> TASK DESCRIPTION
Render the lines from the first one through the line containing "<point>230,24</point>", inclusive, as a numbered list, omitting any blank lines.
○ ○ ○ ○
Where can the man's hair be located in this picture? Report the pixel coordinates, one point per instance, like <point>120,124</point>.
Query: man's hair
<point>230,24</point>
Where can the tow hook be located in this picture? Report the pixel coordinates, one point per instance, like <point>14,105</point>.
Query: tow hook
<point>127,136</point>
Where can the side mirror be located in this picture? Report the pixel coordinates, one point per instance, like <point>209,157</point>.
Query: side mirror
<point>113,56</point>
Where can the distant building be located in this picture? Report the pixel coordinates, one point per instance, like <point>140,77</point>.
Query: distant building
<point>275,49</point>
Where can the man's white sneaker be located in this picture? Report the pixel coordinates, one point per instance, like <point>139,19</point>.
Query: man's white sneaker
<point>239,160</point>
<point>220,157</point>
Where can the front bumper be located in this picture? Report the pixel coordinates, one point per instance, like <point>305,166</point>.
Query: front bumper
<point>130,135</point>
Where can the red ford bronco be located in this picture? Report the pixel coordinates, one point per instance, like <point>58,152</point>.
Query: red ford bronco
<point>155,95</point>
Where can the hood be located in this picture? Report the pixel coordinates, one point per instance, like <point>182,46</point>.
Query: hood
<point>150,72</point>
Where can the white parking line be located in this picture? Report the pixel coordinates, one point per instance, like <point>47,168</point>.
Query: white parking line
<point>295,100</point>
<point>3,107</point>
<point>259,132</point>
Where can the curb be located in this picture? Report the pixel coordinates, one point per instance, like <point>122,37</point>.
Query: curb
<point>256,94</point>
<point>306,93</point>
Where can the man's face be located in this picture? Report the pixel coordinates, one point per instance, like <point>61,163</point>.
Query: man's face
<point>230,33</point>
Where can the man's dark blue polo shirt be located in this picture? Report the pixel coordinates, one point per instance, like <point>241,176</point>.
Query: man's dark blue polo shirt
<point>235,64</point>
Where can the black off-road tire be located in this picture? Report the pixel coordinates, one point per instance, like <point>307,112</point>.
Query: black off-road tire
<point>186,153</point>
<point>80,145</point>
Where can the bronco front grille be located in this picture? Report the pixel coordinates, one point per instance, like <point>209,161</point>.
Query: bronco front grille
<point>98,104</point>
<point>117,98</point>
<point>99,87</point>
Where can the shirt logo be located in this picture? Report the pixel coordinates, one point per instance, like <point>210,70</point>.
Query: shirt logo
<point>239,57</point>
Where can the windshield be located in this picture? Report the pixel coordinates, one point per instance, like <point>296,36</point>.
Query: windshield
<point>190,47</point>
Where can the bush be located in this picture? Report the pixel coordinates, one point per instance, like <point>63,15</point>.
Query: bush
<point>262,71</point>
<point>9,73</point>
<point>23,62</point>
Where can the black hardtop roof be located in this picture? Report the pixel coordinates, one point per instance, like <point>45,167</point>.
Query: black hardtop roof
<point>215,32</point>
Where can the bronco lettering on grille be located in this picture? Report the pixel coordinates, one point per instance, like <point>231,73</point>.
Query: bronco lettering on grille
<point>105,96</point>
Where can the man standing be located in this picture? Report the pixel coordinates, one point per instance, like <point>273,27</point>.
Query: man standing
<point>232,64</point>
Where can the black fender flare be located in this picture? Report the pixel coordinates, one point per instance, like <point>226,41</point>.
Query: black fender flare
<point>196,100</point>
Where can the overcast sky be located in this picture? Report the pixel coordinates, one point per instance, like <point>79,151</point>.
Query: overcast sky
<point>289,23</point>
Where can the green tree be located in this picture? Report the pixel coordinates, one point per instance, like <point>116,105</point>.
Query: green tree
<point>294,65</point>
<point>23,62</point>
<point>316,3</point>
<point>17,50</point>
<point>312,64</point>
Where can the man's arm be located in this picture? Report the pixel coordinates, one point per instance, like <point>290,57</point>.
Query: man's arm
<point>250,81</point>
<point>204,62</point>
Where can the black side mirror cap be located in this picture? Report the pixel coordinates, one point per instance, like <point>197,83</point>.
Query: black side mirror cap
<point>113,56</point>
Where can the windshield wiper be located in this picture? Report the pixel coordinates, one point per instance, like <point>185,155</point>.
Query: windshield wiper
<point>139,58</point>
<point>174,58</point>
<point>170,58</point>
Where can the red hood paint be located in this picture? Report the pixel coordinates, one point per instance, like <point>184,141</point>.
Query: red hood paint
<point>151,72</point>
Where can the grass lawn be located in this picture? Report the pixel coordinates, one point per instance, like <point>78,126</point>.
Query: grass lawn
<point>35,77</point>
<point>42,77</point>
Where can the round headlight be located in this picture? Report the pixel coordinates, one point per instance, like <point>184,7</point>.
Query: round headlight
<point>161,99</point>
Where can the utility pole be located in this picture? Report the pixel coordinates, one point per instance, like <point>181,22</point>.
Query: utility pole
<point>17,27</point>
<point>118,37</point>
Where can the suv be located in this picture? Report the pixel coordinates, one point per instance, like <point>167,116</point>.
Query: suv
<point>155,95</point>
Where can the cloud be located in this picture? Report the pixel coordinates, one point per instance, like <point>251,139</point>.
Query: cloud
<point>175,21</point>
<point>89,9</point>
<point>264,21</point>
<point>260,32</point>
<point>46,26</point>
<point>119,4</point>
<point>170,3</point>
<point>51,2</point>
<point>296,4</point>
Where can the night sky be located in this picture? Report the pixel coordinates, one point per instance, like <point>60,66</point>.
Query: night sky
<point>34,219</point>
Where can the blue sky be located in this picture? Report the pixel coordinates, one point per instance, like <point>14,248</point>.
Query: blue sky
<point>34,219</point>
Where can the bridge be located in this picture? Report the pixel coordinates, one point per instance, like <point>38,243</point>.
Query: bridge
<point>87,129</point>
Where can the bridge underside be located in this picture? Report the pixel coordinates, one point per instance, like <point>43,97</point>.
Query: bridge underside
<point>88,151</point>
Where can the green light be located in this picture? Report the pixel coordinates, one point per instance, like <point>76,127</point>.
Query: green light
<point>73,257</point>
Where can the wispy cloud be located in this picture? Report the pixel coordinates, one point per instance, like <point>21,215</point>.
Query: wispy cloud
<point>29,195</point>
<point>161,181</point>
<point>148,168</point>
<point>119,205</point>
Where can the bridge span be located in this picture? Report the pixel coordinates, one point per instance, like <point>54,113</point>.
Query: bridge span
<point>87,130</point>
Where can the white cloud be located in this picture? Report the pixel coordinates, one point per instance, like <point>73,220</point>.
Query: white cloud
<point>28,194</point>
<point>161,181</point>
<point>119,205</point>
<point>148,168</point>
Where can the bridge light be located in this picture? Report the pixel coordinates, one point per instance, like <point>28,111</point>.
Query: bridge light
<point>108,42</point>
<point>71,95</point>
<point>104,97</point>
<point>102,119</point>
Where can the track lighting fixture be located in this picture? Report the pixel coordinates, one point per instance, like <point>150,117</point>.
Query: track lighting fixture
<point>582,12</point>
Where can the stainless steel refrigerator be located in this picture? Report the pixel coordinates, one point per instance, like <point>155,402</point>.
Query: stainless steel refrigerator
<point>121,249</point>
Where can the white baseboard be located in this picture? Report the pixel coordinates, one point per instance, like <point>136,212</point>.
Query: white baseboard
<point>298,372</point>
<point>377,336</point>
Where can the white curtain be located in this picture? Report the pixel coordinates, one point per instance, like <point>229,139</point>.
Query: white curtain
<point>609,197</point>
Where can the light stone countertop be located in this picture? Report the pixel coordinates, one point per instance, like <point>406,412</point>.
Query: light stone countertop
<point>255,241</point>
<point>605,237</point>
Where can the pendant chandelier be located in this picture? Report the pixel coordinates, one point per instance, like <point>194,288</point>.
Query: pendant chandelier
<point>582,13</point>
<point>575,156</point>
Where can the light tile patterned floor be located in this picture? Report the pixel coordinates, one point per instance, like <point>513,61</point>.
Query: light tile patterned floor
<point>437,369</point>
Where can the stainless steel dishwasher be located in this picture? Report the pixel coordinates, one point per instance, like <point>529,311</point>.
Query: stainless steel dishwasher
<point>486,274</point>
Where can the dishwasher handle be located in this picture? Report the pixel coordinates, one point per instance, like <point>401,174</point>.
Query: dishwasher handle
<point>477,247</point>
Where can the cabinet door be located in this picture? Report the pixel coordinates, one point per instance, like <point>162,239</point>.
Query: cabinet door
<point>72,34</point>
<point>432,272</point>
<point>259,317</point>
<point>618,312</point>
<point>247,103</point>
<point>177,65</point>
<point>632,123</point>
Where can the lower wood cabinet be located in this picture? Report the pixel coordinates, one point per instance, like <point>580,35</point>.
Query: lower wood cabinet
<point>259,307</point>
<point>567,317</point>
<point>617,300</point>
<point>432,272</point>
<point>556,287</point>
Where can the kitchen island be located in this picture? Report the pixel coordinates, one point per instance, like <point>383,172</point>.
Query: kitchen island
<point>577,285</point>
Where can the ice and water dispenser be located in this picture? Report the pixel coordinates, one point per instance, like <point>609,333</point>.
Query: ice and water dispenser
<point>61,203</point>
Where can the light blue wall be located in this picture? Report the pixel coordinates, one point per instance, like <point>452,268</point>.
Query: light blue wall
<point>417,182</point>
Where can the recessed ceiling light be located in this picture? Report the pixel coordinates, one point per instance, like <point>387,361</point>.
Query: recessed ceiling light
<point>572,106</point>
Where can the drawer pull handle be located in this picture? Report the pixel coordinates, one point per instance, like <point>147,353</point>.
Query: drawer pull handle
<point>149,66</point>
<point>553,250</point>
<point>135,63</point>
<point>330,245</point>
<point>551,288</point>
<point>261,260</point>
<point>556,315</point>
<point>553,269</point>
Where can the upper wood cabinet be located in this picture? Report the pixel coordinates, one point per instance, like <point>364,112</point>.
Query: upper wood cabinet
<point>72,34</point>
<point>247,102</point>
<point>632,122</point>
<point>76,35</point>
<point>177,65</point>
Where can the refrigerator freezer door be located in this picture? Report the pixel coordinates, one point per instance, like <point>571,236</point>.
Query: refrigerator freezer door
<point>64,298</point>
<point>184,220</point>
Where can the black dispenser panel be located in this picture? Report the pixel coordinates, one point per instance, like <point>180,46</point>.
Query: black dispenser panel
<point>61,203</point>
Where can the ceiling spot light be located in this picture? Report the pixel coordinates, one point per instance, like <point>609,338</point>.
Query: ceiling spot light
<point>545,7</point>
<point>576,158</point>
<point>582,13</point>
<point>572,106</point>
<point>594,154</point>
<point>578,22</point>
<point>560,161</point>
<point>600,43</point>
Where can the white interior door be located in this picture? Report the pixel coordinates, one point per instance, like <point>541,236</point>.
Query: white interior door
○ ○ ○ ○
> THE COMPLETED TASK
1. Where can the man's hair be located in this picture? Report the pixel coordinates, one point per instance, like <point>120,124</point>.
2. Query: man's hair
3. <point>230,24</point>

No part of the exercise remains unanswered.